Task requirements:
Should the entries contain pictures, leave them out and return exactly the lines from the first through the line holding "[1251, 235]".

Information given:
--------
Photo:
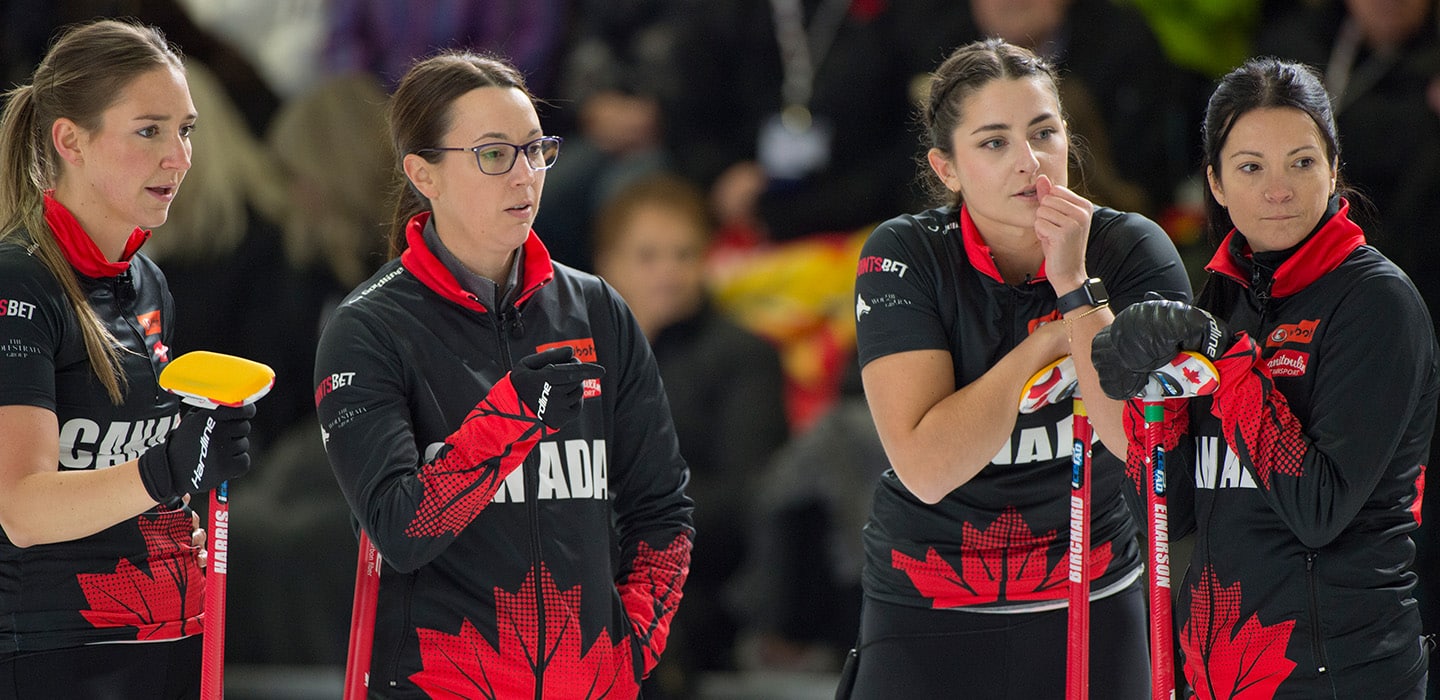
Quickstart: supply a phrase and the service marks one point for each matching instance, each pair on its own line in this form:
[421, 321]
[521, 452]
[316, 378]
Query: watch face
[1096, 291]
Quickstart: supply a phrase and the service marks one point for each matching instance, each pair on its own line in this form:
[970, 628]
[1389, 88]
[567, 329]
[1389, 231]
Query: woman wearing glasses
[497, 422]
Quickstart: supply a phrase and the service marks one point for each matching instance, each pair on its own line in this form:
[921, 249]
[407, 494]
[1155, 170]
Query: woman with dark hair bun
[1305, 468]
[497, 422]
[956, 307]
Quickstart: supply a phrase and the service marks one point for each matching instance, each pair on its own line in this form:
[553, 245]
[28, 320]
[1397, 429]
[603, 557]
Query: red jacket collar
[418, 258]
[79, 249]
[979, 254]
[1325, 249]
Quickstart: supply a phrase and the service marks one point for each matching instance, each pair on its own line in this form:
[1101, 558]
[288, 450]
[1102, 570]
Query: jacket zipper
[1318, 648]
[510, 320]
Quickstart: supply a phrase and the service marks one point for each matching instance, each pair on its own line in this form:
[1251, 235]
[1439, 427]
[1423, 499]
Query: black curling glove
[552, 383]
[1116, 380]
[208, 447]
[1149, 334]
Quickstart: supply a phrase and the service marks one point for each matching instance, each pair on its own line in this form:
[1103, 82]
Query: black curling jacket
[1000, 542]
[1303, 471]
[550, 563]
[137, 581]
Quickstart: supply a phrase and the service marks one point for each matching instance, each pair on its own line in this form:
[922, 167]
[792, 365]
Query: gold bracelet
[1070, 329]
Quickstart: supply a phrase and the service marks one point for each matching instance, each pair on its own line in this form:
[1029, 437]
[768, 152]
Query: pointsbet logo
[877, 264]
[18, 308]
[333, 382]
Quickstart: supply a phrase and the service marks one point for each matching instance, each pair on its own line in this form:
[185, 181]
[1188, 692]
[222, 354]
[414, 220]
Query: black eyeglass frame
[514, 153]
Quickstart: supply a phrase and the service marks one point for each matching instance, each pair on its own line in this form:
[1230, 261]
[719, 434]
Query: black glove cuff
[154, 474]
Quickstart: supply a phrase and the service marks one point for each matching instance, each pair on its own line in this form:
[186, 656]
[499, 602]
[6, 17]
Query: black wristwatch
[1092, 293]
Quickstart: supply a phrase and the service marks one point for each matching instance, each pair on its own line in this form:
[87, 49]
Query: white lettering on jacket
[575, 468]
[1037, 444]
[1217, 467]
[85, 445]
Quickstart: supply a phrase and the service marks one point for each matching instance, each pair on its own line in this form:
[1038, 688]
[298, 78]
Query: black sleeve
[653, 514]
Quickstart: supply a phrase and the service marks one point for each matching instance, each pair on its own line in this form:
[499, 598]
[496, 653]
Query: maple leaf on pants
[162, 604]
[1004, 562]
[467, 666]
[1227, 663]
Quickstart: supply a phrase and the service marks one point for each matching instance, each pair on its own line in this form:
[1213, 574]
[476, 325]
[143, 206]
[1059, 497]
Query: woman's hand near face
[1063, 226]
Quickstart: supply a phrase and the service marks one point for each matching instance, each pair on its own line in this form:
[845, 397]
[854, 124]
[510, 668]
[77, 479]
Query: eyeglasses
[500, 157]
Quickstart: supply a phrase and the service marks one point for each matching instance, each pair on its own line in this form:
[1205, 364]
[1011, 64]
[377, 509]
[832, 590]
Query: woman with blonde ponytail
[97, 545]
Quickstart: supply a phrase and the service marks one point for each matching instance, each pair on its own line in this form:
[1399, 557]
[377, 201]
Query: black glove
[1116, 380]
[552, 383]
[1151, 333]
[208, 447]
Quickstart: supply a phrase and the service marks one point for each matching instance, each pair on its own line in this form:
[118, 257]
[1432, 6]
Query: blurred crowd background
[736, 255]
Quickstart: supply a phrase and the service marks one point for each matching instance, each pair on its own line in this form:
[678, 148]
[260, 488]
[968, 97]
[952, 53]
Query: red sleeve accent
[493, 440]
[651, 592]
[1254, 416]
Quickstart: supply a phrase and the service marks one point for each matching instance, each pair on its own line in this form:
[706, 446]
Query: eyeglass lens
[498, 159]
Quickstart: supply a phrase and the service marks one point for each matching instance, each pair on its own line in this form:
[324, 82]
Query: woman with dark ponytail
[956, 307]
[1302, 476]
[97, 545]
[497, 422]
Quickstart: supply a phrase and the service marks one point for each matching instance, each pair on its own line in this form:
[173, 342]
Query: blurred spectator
--------
Result of this task:
Photo:
Quickstart: supply a phrase and the service marks one point for each matching instance, each pair on its own line in this form:
[421, 321]
[521, 452]
[316, 378]
Query: watch face
[1096, 291]
Quickstart: supply a phrase and the service marks one point for each matching instance, each pair on its own line in this form:
[970, 628]
[1389, 88]
[567, 329]
[1389, 231]
Query: woman wearing glasses
[497, 422]
Quickstart: supply a phrase and the service marks one point for each matching instance, each pair on its own line in this form:
[921, 249]
[407, 494]
[1155, 170]
Query: woman with dark hair bun
[1305, 468]
[497, 422]
[956, 307]
Quickstart: supply a phrase and the service marks one point for each matching instance, each pair on its own line in this form:
[553, 245]
[28, 320]
[1397, 429]
[603, 557]
Query: red jacket collar
[418, 258]
[79, 249]
[979, 254]
[1325, 249]
Quickstart: supply a phrase and the service marks one point for each matching instance, each pair on its own line in this form:
[1101, 558]
[288, 450]
[1102, 570]
Query: jacket zipper
[1318, 648]
[510, 320]
Quickstart: supply a phrase and the service marks one point for each matching instance, each pair on its own line in this form:
[1251, 235]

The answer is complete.